**Passage to read**
Begin

Your Genius Wish List

Make a list of the people in your scope of learning, curiosity, and passion whose work or expression inspires you. These are people who you read or read about, who get stuck in your head and you find yourself talking like a fan about them or recommending them to others. Include also on your list people in your local sphere whom you don’t know but you’re curious about or about whom you’ve heard interesting things. Throw a couple of monster brands in there, too, high-profile folks whose work and message represent a gold standard in your life.

Next to each name, sketch out a strategy for reaching out to them, whether by e-mail or phone call or through an introduction from another person. Be specific in your “ask,” which ideally should be a simple, fairly brief conversation by phone or over a cup of coffee. Be clear that you want nothing
more than a bit of time to hear about what they’re doing, that this is a strictly nontransactional scenario you are proposing. Be resourceful. Arrange to attend a seminar or event where one of your geniuses will be speaking. At the end, introduce yourself and ask for five minutes to ask a couple of questions or to interview that person for your own work. You’ll be surprised how accessible people can be when you’re modest and specific in your request.

And when you get your moment with them (and you will!), be ready with a smart, sharp script. Like my question “What do you care most about?” or others more specifically connected to your own genius experience, as when I asked Dan Pink about how he approaches curating the people in his life. Be ready to inquire, be ready to share, don’t take more time than you asked for, and follow up with your thanks. Then watch your tribe grow.

FILL YOUR LIFE WITH GENIUSES

Once you begin living with the surround-yourself-with genius mindset, there’s no limit to the number of extraordinary people who will make their way into your life. I think that they generally fall into three categories: your Yodas, the ones who are rich with experience and will teach you and mentor you on your journey; your ambassadors, the ones who are best at sharing you, connecting you with people you should know, and spreading your ideas and genius assets; your tribe, which is you and the wide-ranging crew of online and real-time people who feed and inspire one another in a magnitude of ways, and your fat brains, those magnificently multidimensional cultural modernists who simply expand your horizons. Some of your people will fall into all of these categories, and they are your all-stars, your go-tos, your A-team. Some you may never meet face-to-face, but you depend on the infusion of smarts or passion or creativity you share
regularly through your virtual communication. Wherever they fall on your genius-crew spectrum, they are as important to growing your genius as the air you breathe. Let’s have a closer look at who they are.

YOUR YODAS

Throughout my life I have been fortunate to have elders who have schooled me and genuinely had my back throughout my journey. I consider these generous teachers to be Yodas, the wise masters and human compasses who help to tease out our powers, point us to what we’re missing, and always elevate our self-awareness. The original big-screen Yoda saved Luke Skywalker from himself, revealed him to himself, and showed him the immense and extraordinary power he had inside him all along. You see why having a Yoda is important to a genius!

I believe that we all need a minimum of two Yodas in our lives. Your Yodas are the coaches, advisers, tutors, and mentors who will answer the uncomfortable questions, who offer unconditional support, fierce loyalty, and unfailingly objective feedback. They are the intellectuals, teachers, nurturers, change agents, and wise angels in your life.

Someone once asked me to explain the value of a Yoda, and I replied, “The Yoda teaches you what no one else had the courage or capacity to teach you about yourself.” Lessons like “Gina, when you reject drama in your life, it is only then that life becomes poetic.” Lessons like “Anything is possible for you when you act
as if
.” And truths such as “Never, ever take no for an answer; debate, negotiate, wheedle, and cajole, and you will change a no into a yes.”

End

**Description of the task**
Copy the text on surrounding yourself with geniuses between "Throughout my life" and "angels in your life.", inclusive, and switch "human compasses" to "human lighthouses".

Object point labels
Begin

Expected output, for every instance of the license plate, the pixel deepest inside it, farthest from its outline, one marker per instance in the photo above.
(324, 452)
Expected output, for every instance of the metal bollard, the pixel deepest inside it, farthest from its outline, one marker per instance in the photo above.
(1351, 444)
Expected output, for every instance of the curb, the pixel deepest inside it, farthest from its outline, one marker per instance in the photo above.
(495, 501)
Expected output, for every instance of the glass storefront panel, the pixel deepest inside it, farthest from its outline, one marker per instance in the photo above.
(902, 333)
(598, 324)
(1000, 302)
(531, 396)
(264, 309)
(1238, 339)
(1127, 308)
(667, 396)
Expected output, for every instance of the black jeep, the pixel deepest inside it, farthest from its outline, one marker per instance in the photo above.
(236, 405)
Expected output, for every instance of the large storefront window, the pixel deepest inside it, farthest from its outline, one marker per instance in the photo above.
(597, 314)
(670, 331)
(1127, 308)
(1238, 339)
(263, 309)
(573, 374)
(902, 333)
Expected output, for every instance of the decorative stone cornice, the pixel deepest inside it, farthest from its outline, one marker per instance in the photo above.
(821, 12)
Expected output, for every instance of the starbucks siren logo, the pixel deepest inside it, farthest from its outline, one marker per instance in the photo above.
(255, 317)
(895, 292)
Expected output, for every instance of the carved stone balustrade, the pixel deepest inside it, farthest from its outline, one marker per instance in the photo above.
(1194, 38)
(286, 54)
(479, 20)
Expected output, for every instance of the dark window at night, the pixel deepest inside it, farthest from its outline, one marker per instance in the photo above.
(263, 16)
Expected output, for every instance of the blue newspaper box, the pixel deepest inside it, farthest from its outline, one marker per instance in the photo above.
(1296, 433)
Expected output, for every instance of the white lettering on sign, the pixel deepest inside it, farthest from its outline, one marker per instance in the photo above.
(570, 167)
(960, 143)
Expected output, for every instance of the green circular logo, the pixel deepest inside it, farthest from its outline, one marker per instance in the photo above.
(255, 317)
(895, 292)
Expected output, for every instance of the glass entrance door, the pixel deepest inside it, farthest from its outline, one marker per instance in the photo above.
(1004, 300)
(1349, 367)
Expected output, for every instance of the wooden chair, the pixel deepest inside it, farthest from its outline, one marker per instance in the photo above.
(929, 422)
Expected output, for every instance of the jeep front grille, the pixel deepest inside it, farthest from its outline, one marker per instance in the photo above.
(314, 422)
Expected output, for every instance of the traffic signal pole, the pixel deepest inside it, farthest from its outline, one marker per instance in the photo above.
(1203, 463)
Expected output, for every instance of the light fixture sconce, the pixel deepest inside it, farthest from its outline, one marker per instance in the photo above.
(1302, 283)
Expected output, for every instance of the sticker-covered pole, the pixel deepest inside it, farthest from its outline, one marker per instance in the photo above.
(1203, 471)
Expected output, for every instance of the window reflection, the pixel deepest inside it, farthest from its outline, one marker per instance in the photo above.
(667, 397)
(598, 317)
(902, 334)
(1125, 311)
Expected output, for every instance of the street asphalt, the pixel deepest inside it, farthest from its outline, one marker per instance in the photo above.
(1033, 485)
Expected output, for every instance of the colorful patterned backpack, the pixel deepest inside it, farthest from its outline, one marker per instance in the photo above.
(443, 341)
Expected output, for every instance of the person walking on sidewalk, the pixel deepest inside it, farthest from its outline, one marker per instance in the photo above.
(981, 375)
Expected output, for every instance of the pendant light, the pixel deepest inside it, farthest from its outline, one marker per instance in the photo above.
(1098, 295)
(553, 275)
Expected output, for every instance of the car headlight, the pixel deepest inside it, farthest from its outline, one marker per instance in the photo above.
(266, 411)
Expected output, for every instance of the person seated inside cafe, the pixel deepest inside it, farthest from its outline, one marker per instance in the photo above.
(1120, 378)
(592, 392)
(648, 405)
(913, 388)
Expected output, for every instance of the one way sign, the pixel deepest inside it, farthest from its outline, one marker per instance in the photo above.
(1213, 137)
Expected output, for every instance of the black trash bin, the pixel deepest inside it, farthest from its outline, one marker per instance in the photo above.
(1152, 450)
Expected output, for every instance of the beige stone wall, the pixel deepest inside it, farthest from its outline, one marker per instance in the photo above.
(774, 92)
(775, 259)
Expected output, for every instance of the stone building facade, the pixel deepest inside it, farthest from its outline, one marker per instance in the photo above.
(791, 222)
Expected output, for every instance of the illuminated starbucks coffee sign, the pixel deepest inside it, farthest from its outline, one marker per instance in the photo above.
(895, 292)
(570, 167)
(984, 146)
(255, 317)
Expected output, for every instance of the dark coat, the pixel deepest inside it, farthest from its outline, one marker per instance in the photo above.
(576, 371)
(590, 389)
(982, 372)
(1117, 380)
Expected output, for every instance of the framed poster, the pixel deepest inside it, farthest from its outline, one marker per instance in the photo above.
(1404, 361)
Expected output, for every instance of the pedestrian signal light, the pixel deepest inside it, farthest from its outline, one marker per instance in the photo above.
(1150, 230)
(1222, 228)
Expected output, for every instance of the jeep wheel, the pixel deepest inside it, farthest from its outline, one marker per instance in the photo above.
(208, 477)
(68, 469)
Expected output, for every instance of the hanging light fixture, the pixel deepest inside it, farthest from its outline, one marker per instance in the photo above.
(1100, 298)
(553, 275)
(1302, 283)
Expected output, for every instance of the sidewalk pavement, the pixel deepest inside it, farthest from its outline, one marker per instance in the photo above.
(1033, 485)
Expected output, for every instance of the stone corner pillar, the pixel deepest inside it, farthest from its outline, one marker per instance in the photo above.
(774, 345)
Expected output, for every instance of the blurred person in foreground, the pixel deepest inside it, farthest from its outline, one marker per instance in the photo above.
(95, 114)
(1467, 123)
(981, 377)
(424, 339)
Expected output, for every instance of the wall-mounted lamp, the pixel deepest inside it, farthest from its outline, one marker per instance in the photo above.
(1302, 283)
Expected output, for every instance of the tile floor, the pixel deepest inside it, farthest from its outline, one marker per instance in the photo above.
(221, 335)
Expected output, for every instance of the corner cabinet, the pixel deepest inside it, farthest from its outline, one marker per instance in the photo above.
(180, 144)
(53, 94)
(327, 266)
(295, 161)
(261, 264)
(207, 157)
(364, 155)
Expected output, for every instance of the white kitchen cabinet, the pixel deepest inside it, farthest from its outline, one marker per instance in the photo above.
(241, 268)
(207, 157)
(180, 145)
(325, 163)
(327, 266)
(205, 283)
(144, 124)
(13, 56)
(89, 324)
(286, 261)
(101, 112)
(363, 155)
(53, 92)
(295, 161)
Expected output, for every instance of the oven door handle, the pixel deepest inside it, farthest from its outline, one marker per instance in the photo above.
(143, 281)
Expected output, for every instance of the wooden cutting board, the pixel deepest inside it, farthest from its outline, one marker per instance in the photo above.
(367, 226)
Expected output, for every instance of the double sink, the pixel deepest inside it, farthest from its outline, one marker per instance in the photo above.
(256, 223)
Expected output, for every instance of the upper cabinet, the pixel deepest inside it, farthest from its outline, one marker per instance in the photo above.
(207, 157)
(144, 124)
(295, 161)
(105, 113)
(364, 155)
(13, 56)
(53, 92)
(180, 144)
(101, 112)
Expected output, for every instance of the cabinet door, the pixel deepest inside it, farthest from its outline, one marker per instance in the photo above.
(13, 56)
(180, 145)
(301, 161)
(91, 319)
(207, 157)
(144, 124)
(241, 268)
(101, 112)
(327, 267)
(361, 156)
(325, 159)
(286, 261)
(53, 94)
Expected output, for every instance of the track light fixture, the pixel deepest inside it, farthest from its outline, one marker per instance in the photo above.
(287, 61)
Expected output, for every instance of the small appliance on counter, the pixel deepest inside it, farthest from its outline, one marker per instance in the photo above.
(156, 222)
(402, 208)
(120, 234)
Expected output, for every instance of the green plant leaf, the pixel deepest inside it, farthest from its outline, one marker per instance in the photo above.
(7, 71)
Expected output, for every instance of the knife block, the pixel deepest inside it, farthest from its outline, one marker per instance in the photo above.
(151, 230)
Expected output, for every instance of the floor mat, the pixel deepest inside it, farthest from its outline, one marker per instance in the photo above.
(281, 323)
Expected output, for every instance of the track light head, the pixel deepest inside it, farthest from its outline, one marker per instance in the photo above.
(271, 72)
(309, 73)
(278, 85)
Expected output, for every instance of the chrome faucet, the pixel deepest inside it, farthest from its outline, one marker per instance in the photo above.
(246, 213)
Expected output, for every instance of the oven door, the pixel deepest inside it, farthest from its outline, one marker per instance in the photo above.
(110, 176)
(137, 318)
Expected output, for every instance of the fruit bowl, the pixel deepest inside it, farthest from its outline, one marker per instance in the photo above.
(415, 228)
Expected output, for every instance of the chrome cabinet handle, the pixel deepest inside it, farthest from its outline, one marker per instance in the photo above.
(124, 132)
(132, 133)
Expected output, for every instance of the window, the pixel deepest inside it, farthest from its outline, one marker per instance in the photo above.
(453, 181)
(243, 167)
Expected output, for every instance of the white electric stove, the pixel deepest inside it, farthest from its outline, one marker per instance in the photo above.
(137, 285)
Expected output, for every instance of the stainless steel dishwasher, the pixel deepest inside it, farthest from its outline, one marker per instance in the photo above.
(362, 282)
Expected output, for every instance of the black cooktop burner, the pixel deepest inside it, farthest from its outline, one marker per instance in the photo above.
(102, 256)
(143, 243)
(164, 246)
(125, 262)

End

**Result of the exercise**
Throughout my life I have been fortunate to have elders who have schooled me and genuinely had my back throughout my journey. I consider these generous teachers to be Yodas, the wise masters and human lighthouses who help to tease out our powers, point us to what we’re missing, and always elevate our self-awareness. The original big-screen Yoda saved Luke Skywalker from himself, revealed him to himself, and showed him the immense and extraordinary power he had inside him all along. You see why having a Yoda is important to a genius!

I believe that we all need a minimum of two Yodas in our lives. Your Yodas are the coaches, advisers, tutors, and mentors who will answer the uncomfortable questions, who offer unconditional support, fierce loyalty, and unfailingly objective feedback. They are the intellectuals, teachers, nurturers, change agents, and wise angels in your life.